* Exercise set:
**a)** Using the passage on levodopa-induced dyskinesia, explain why treating this condition calls for careful history taking and clinical examination. Answer in one to three sentences.
**b)** According to the passage on levodopa-induced dyskinesia, which surgical approaches have given very good results in patients who cannot be managed by medications alone?

* Reading text:
-----

Levodopa-induced dyskinesia (LID) is commonly seen in Parkinson's disease patients treated with levodopa. This side effect is usually encountered after long duration of treatment, but occasionally, this may be seen even after few days or months of treatment. LID is broadly classified as peak-dose dyskinesia, wearing-off or off-period dyskinesia, and diphasic dyskinesia. Pathogenesis of LID is complex, and different neurotransmitters such as dopamine, glutamine, adenosine, and gamma-aminobutyric acid play important role altering the normal physiology of direct and indirect pathway of cortico-basal ganglia-thalamic loop responsible for fine motor control. Treatment of LID requires careful history taking and clinical examination to find the type of dyskinesia as different approach is required for different types. Changes in dopaminergic medication including continuous dopaminergic stimulation are very helpful in the management of peak-dose dyskinesia. Different types of surgical approaches including unilateral pallidotomy and deep brain stimulation have given very good result in patients, who cannot be managed by medications alone. The surgical management of LID is dealt with in detail in another review in this series.

-----

* Data segment:
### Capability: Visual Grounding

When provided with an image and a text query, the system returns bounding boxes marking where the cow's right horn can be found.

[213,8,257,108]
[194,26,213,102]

-----

* Per-task answers:
**a)** Careful history taking and clinical examination are needed to identify which type of dyskinesia a patient has. Each type requires a different treatment approach.

**b)** Unilateral pallidotomy and deep brain stimulation.